:: Exercise aim ::
Copy the rows below, from their start up to and including the line with "top-left (420, 218), bottom-right (1024, 571)", and nothing past it. Shift every bounding-box coordinate in the answers by adding 3, leave all other text and numbers unchanged (including the sample format line), and omit the pictures.

:: Data for this exercise ::
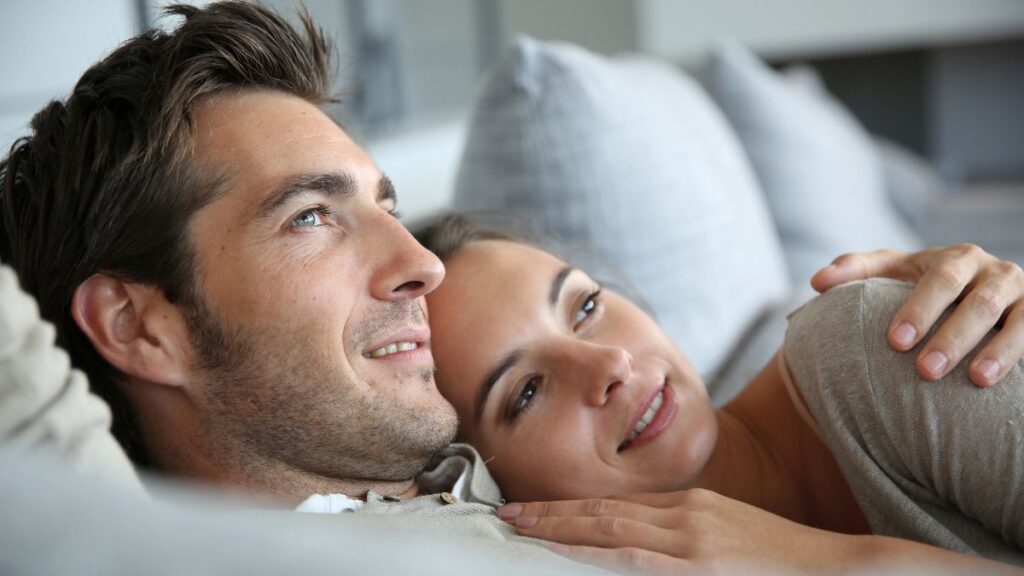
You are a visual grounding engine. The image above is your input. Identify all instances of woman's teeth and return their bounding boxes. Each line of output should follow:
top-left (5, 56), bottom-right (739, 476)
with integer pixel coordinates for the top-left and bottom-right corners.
top-left (368, 342), bottom-right (419, 358)
top-left (620, 389), bottom-right (665, 449)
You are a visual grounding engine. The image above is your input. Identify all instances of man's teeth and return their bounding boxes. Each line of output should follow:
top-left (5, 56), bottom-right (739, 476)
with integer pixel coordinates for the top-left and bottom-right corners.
top-left (626, 389), bottom-right (665, 445)
top-left (370, 342), bottom-right (420, 358)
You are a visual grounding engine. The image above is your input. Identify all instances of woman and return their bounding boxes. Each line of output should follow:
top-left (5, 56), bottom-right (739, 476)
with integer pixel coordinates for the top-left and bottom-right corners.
top-left (420, 218), bottom-right (1024, 571)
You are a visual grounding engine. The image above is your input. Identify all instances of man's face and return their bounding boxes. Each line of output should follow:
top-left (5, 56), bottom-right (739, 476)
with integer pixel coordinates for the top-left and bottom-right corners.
top-left (188, 91), bottom-right (456, 480)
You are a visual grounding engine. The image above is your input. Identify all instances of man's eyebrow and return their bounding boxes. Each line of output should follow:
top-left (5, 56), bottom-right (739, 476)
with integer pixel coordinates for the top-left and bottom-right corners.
top-left (473, 351), bottom-right (522, 421)
top-left (377, 174), bottom-right (398, 202)
top-left (257, 172), bottom-right (358, 218)
top-left (548, 265), bottom-right (575, 307)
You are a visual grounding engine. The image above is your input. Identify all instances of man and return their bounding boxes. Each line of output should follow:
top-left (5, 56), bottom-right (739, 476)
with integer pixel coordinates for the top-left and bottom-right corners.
top-left (0, 2), bottom-right (1019, 568)
top-left (3, 3), bottom-right (456, 503)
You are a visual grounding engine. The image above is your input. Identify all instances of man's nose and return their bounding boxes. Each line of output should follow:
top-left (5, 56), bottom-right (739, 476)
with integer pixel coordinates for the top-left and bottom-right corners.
top-left (369, 214), bottom-right (444, 300)
top-left (564, 340), bottom-right (633, 406)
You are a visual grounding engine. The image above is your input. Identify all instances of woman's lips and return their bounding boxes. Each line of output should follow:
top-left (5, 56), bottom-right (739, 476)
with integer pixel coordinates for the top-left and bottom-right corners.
top-left (618, 381), bottom-right (679, 452)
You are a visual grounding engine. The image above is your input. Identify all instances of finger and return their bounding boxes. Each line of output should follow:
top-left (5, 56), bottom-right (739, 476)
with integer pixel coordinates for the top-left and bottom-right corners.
top-left (811, 250), bottom-right (926, 292)
top-left (498, 498), bottom-right (664, 524)
top-left (549, 544), bottom-right (692, 574)
top-left (918, 268), bottom-right (1017, 379)
top-left (968, 302), bottom-right (1024, 386)
top-left (515, 516), bottom-right (686, 556)
top-left (888, 255), bottom-right (987, 352)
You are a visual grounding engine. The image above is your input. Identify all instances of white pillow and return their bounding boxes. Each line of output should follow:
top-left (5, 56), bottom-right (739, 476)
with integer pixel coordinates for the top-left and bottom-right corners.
top-left (705, 42), bottom-right (921, 286)
top-left (455, 38), bottom-right (790, 374)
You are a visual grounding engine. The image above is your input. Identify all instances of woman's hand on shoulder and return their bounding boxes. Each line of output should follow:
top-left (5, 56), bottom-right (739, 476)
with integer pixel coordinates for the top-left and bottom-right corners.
top-left (499, 489), bottom-right (855, 574)
top-left (498, 489), bottom-right (1022, 575)
top-left (811, 244), bottom-right (1024, 386)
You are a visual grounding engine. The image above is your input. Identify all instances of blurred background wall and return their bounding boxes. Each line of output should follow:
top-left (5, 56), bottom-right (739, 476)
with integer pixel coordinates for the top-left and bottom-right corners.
top-left (6, 0), bottom-right (1024, 210)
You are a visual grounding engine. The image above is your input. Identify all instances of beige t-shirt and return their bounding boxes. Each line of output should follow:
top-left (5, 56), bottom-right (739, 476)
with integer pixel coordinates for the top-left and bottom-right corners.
top-left (783, 280), bottom-right (1024, 566)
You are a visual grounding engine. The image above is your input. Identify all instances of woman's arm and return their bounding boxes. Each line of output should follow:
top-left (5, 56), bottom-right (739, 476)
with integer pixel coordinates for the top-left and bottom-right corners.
top-left (498, 489), bottom-right (1024, 575)
top-left (811, 244), bottom-right (1024, 386)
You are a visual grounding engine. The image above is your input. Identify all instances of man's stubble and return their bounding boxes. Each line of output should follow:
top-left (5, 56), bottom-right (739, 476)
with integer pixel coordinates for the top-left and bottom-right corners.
top-left (186, 286), bottom-right (457, 481)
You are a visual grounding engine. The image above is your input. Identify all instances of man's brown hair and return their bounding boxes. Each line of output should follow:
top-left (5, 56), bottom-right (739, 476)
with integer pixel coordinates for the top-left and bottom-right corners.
top-left (0, 1), bottom-right (332, 463)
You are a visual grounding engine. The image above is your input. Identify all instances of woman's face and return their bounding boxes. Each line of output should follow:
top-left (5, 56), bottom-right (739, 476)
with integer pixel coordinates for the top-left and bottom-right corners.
top-left (427, 241), bottom-right (718, 500)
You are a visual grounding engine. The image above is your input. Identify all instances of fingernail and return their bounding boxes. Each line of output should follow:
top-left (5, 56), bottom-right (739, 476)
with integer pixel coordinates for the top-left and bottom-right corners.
top-left (922, 351), bottom-right (949, 376)
top-left (548, 542), bottom-right (572, 556)
top-left (498, 504), bottom-right (522, 520)
top-left (978, 358), bottom-right (999, 382)
top-left (515, 516), bottom-right (541, 528)
top-left (893, 322), bottom-right (918, 347)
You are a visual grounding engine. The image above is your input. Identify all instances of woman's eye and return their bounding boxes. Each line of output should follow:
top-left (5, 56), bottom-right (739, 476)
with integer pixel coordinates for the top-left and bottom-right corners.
top-left (509, 377), bottom-right (541, 420)
top-left (292, 206), bottom-right (331, 228)
top-left (572, 290), bottom-right (601, 326)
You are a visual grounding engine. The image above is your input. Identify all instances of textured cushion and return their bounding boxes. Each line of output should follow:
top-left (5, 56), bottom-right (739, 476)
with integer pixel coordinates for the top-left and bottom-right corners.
top-left (705, 42), bottom-right (921, 285)
top-left (455, 38), bottom-right (788, 374)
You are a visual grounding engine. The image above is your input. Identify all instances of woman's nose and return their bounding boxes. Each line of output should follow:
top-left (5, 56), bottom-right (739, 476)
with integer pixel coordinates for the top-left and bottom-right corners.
top-left (566, 341), bottom-right (633, 406)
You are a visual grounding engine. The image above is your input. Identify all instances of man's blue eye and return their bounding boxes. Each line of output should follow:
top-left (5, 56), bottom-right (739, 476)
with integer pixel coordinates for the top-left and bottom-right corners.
top-left (292, 204), bottom-right (330, 228)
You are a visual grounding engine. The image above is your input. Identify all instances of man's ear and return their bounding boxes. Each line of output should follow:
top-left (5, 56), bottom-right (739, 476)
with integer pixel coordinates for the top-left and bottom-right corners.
top-left (71, 274), bottom-right (189, 386)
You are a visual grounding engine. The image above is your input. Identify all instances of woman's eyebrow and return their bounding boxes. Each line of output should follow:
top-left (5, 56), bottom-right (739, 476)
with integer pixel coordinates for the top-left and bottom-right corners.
top-left (473, 349), bottom-right (522, 422)
top-left (548, 265), bottom-right (577, 307)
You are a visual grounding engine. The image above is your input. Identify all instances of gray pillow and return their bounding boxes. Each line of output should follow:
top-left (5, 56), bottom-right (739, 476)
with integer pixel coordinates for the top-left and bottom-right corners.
top-left (455, 38), bottom-right (790, 374)
top-left (703, 42), bottom-right (921, 285)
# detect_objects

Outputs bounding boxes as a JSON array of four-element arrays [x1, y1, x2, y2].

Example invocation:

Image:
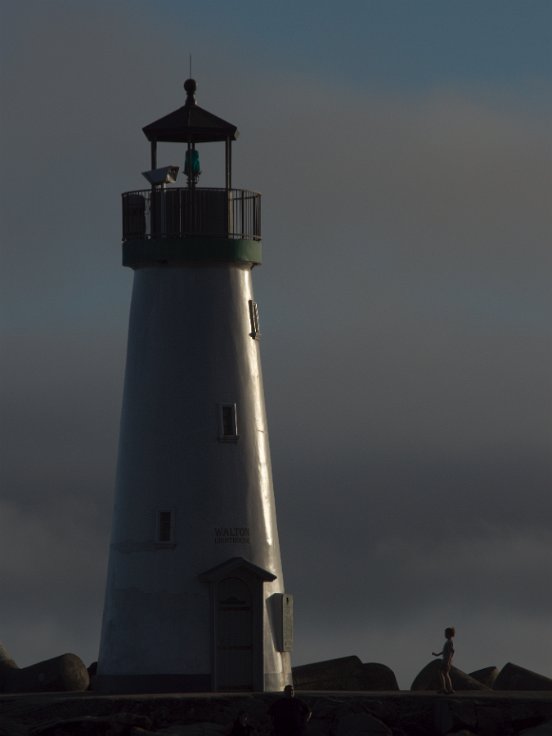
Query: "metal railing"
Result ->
[[122, 187, 261, 241]]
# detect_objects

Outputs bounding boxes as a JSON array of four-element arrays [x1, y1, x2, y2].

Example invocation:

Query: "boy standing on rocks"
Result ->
[[431, 626, 456, 694]]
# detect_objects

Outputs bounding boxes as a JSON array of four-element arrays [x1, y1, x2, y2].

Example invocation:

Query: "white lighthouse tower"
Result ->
[[94, 79, 292, 692]]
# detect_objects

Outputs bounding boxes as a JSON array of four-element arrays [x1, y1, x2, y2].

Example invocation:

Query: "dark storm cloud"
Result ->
[[0, 3, 552, 686]]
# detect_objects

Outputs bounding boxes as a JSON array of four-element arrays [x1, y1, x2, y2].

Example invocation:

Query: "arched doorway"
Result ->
[[215, 577, 253, 690]]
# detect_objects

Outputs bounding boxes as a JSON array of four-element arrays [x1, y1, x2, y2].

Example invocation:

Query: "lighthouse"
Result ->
[[94, 79, 293, 692]]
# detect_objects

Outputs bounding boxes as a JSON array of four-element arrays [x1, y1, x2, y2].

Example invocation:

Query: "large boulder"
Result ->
[[292, 657, 364, 690], [293, 656, 399, 690], [362, 662, 399, 690], [470, 667, 500, 688], [494, 662, 552, 690], [0, 645, 90, 693], [410, 659, 489, 690]]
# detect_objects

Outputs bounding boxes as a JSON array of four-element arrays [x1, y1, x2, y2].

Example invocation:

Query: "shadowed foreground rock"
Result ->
[[292, 656, 399, 691], [0, 644, 90, 693], [0, 690, 552, 736], [494, 662, 552, 691], [410, 659, 489, 691]]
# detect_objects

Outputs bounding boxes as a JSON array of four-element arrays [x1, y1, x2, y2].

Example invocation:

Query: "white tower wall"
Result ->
[[98, 263, 290, 690]]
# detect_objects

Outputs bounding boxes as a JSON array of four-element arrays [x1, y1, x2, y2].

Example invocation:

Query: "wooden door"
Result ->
[[215, 577, 254, 690]]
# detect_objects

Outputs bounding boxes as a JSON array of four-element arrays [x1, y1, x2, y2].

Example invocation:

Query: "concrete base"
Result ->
[[0, 691, 552, 736]]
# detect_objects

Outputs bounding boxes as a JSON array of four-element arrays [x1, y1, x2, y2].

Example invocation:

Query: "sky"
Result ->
[[0, 0, 552, 689]]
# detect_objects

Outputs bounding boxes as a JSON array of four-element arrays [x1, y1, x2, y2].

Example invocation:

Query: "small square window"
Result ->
[[155, 511, 174, 544], [249, 299, 261, 340], [219, 404, 238, 442]]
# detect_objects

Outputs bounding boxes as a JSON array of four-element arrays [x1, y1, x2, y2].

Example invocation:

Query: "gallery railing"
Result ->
[[122, 187, 261, 241]]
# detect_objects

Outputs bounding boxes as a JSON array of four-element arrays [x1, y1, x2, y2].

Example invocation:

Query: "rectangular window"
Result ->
[[249, 299, 261, 340], [219, 404, 238, 442], [155, 511, 174, 544]]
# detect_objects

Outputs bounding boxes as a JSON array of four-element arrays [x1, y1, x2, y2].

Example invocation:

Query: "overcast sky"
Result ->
[[0, 0, 552, 688]]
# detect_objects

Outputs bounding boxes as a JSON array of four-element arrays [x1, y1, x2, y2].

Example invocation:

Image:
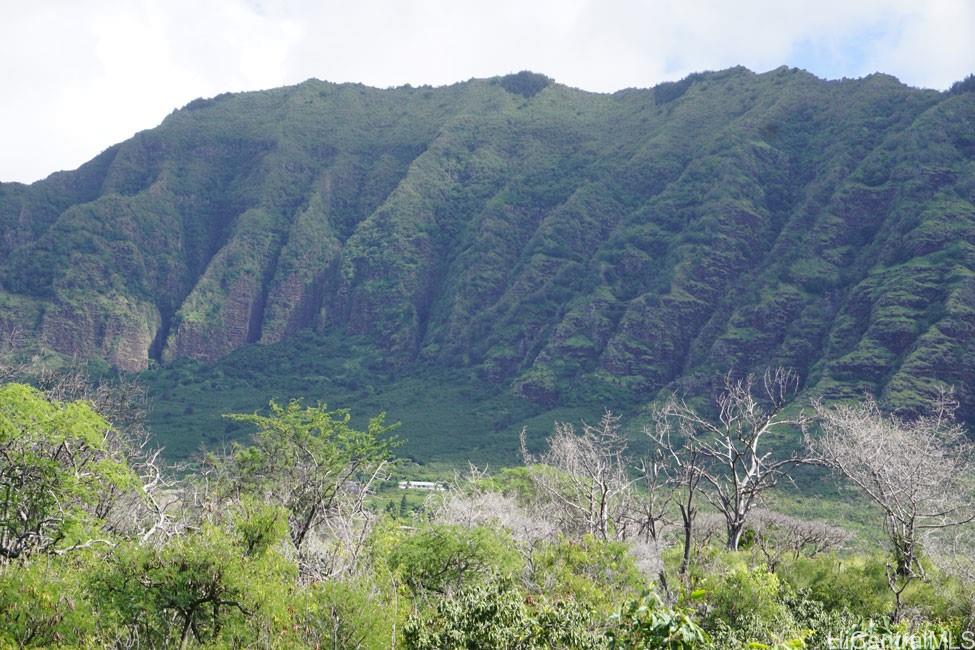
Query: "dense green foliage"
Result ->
[[0, 68, 975, 459], [0, 384, 975, 650]]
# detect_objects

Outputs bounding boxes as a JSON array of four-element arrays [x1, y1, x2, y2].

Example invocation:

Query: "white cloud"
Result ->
[[0, 0, 975, 181]]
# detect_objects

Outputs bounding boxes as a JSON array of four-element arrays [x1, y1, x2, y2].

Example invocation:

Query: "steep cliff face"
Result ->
[[0, 68, 975, 418]]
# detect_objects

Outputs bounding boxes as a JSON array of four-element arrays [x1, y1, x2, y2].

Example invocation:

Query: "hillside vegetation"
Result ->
[[0, 68, 975, 455], [0, 367, 975, 650]]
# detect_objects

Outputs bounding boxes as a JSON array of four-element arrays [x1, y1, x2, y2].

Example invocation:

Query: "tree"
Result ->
[[32, 367, 186, 541], [658, 368, 813, 551], [93, 503, 296, 648], [807, 396, 975, 619], [210, 400, 394, 577], [751, 509, 850, 573], [0, 384, 138, 564], [643, 410, 704, 583]]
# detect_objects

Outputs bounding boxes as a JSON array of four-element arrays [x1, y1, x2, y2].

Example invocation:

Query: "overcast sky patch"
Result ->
[[0, 0, 975, 182]]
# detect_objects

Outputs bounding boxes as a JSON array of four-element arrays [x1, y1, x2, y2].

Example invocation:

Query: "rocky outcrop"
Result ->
[[0, 68, 975, 418]]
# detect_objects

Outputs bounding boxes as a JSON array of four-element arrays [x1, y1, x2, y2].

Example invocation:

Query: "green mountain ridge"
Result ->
[[0, 68, 975, 454]]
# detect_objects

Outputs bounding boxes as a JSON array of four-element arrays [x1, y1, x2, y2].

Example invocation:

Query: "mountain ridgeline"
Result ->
[[0, 68, 975, 421]]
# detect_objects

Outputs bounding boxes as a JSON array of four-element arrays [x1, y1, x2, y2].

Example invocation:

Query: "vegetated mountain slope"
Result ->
[[0, 68, 975, 420]]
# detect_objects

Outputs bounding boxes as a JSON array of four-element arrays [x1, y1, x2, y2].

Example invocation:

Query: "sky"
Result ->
[[0, 0, 975, 182]]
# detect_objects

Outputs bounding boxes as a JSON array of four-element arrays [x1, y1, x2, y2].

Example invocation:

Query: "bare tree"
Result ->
[[425, 465, 560, 568], [0, 323, 27, 383], [521, 411, 636, 539], [33, 366, 186, 541], [808, 398, 975, 618], [660, 368, 813, 550], [751, 508, 850, 572], [924, 526, 975, 632], [642, 407, 704, 582]]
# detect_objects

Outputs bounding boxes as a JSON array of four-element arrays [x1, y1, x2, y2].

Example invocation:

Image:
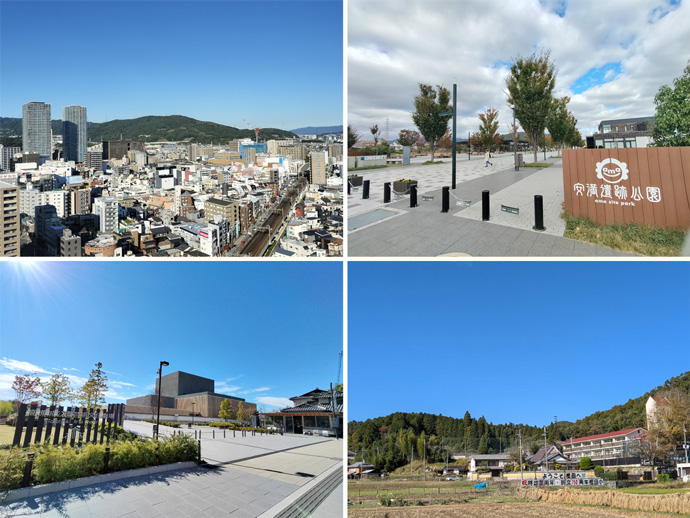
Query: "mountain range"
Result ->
[[290, 124, 343, 135], [0, 115, 334, 144]]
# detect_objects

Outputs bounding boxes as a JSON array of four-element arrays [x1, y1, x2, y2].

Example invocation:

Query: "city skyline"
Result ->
[[347, 0, 690, 140], [348, 261, 690, 426], [0, 260, 343, 408], [0, 0, 343, 130]]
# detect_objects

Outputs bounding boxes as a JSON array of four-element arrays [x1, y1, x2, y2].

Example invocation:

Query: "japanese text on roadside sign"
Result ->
[[573, 158, 661, 207]]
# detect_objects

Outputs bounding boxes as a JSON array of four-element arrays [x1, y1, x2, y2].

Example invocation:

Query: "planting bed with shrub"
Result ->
[[0, 435, 198, 491]]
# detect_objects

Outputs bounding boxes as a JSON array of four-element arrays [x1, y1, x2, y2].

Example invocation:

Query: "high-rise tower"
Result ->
[[62, 106, 86, 164], [22, 101, 53, 157]]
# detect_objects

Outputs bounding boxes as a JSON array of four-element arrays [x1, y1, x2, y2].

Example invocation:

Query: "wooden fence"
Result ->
[[563, 147, 690, 230], [12, 403, 125, 448]]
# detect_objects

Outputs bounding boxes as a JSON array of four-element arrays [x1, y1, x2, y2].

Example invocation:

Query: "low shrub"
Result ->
[[0, 435, 198, 490], [142, 417, 181, 428], [0, 448, 26, 491]]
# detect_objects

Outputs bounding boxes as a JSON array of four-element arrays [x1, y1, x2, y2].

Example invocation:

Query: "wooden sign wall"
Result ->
[[563, 147, 690, 230]]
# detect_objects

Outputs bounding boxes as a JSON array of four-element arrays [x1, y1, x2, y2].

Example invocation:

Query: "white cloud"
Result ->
[[348, 0, 690, 139], [256, 396, 295, 408], [215, 382, 242, 394], [0, 357, 53, 374], [108, 381, 136, 388]]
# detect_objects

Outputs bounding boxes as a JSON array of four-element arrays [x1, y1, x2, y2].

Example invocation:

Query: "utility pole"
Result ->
[[422, 439, 426, 482], [410, 445, 414, 475], [518, 430, 524, 482], [544, 426, 549, 473]]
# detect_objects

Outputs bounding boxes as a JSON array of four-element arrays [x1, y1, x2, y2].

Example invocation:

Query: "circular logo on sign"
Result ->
[[597, 158, 628, 183]]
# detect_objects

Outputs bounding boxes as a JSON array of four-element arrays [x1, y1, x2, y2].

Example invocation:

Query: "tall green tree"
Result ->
[[12, 374, 41, 408], [41, 372, 74, 406], [236, 401, 247, 421], [398, 130, 420, 147], [218, 399, 234, 421], [479, 108, 503, 151], [347, 124, 359, 149], [546, 95, 576, 153], [75, 362, 108, 408], [412, 83, 452, 161], [506, 51, 556, 162], [652, 61, 690, 147], [369, 124, 381, 147]]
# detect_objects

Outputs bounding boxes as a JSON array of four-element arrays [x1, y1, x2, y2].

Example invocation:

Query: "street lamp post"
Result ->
[[156, 362, 170, 439]]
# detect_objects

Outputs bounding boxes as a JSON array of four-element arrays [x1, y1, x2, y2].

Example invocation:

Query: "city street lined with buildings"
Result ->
[[0, 102, 343, 257]]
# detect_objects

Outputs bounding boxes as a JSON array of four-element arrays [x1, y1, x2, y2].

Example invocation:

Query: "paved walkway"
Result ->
[[348, 155, 633, 257], [0, 436, 343, 518]]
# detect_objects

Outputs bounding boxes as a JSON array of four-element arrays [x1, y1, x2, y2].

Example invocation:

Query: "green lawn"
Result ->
[[0, 424, 14, 444], [561, 212, 685, 257]]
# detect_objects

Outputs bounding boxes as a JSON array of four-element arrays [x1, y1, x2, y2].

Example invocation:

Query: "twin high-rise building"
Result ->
[[22, 101, 86, 164], [62, 106, 86, 164], [22, 101, 53, 157]]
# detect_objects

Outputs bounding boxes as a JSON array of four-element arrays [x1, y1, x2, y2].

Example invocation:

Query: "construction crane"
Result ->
[[242, 119, 259, 144], [335, 351, 343, 387]]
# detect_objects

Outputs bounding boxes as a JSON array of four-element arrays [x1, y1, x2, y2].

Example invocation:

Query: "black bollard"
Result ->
[[532, 194, 546, 232], [410, 185, 417, 209], [21, 451, 36, 487], [103, 446, 110, 473]]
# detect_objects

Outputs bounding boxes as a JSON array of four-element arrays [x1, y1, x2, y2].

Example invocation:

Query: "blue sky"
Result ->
[[347, 0, 690, 140], [0, 0, 343, 130], [348, 261, 690, 426], [0, 261, 343, 408]]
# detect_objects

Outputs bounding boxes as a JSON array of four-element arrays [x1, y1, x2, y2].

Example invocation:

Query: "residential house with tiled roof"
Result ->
[[265, 388, 343, 437]]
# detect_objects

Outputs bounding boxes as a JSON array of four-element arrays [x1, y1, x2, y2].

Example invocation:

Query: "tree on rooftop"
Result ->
[[12, 374, 41, 407], [412, 83, 452, 161], [347, 124, 359, 149], [506, 51, 556, 162], [652, 61, 690, 147], [75, 362, 108, 408]]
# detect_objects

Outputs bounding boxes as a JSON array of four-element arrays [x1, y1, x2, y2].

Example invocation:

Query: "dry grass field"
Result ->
[[347, 502, 678, 518]]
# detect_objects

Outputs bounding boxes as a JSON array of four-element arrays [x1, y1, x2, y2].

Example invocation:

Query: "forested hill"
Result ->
[[0, 115, 295, 144], [348, 371, 690, 460]]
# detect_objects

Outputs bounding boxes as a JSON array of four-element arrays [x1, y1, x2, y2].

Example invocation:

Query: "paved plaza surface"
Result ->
[[348, 153, 634, 257], [0, 421, 343, 518]]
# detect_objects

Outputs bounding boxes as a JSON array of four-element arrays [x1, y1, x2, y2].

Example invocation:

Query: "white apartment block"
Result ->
[[93, 197, 119, 232]]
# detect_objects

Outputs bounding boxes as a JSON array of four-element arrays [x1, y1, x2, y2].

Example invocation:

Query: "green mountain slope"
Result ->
[[348, 371, 690, 464], [0, 115, 295, 144]]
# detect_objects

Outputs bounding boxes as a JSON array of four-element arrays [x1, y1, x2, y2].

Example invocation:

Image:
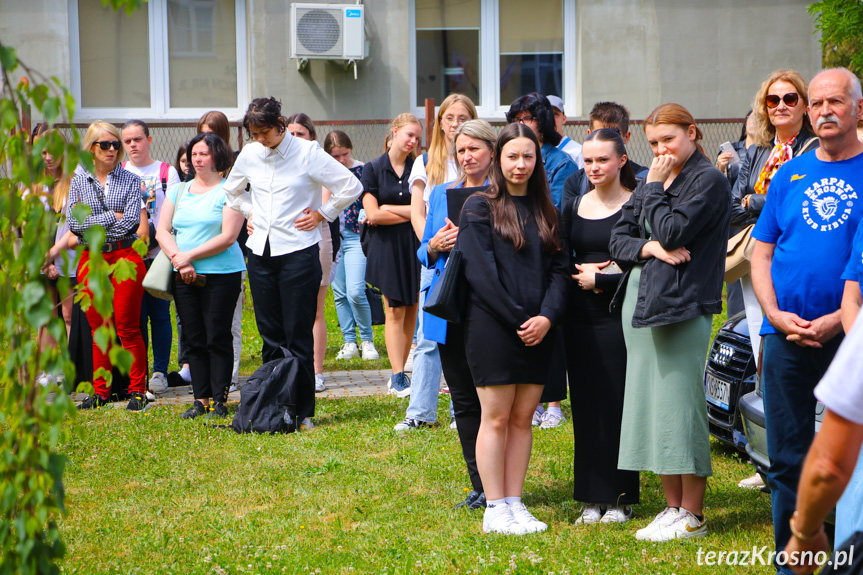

:: Output of the task ::
You are a visual grounding engine. The image above is your input. Identify all instances of woman's teeth and return their bounding boxes. Each line of output should follow:
top-left (5, 56), bottom-right (739, 476)
with integer pixel coordinates for the top-left and bottom-right corners.
top-left (371, 345), bottom-right (422, 361)
top-left (623, 392), bottom-right (668, 452)
You are a visual grounding engine. The image above is your input. Identify all instances of man's teeth and return their bounding boxes. Each line of output should follow:
top-left (5, 56), bottom-right (739, 476)
with integer pixel coordinates for the top-left and bottom-right corners.
top-left (629, 392), bottom-right (668, 448)
top-left (373, 345), bottom-right (423, 361)
You are a visual grounding engine. The image above is your input. Identify all instances of woman and return their bounding boxes. Each line of output should follow:
top-left (5, 56), bottom-right (739, 476)
with integer pixel coordinates for the top-left and bottom-right corners.
top-left (423, 221), bottom-right (1027, 574)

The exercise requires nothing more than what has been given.